● **WHAT THE EXERCISE ASKS**: Within the following material, tally each line that contains the string "logo". Give the tally only.

[MATERIAL PROVIDED — start]

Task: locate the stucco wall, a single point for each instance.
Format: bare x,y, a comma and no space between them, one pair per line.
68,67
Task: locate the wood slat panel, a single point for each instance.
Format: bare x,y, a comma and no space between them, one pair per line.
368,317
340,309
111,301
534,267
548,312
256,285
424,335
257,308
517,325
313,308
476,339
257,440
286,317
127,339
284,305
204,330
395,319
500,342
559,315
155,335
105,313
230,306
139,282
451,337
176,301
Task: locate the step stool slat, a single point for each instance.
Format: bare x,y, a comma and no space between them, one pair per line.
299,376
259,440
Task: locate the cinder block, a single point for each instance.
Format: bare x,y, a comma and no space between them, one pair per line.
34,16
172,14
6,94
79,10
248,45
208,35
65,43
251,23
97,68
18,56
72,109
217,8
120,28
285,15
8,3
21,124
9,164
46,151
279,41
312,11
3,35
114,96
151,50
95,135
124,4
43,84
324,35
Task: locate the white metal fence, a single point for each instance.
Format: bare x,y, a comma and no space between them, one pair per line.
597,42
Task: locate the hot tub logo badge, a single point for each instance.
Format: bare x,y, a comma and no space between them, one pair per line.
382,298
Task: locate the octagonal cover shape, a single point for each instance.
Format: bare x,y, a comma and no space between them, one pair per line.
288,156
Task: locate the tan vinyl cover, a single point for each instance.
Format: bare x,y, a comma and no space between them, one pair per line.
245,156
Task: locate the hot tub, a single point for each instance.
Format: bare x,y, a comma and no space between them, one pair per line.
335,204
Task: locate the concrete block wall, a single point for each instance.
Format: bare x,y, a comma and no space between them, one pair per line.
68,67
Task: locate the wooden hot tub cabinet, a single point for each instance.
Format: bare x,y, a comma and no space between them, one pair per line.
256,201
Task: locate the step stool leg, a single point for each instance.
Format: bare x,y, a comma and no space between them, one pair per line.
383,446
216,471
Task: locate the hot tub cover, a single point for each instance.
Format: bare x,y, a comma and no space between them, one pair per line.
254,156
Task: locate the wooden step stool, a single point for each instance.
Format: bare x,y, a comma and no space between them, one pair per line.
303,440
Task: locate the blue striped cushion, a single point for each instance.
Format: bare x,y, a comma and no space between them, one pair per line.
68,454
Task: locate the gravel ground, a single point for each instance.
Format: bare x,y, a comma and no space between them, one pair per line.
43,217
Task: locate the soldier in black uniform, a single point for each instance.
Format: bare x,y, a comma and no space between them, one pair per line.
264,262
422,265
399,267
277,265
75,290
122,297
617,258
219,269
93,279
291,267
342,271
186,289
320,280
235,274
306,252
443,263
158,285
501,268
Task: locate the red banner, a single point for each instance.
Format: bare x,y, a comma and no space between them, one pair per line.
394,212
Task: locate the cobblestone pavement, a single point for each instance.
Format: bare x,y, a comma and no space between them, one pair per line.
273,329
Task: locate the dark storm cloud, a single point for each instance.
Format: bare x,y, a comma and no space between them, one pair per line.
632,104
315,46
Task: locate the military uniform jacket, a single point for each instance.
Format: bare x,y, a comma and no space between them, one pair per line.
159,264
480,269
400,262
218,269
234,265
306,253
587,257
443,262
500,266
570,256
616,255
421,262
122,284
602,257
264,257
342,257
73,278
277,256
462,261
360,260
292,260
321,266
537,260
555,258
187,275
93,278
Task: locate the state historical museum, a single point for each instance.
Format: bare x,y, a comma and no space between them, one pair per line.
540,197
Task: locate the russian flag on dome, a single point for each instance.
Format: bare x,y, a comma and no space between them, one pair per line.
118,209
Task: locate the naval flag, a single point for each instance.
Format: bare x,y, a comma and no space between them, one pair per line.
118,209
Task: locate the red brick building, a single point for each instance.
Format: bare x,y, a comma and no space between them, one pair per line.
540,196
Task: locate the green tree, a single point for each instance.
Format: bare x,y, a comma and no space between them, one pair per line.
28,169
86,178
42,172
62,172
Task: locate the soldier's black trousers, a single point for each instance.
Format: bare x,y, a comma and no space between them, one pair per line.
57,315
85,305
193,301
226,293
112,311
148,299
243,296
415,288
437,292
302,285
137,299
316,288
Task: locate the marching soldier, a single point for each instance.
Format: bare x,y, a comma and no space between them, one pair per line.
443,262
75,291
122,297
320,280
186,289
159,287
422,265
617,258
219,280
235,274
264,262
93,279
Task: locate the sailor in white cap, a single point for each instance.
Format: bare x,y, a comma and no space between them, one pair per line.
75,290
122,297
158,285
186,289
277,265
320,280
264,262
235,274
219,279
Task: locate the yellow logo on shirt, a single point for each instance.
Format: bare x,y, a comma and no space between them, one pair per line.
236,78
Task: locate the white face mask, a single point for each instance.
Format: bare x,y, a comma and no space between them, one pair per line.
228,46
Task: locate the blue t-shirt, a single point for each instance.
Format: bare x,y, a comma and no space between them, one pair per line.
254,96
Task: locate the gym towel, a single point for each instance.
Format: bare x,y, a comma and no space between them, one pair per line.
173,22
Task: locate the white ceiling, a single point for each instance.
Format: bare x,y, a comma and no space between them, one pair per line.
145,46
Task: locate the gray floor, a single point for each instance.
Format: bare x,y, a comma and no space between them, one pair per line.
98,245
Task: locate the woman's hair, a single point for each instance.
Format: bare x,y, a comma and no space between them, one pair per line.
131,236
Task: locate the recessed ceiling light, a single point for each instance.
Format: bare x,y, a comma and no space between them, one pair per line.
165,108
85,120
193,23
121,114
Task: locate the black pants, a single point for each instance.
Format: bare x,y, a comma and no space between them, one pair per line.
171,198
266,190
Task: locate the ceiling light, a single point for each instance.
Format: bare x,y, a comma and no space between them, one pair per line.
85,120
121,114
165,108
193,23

[MATERIAL PROVIDED — finish]

● **EXERCISE OUTPUT**: 2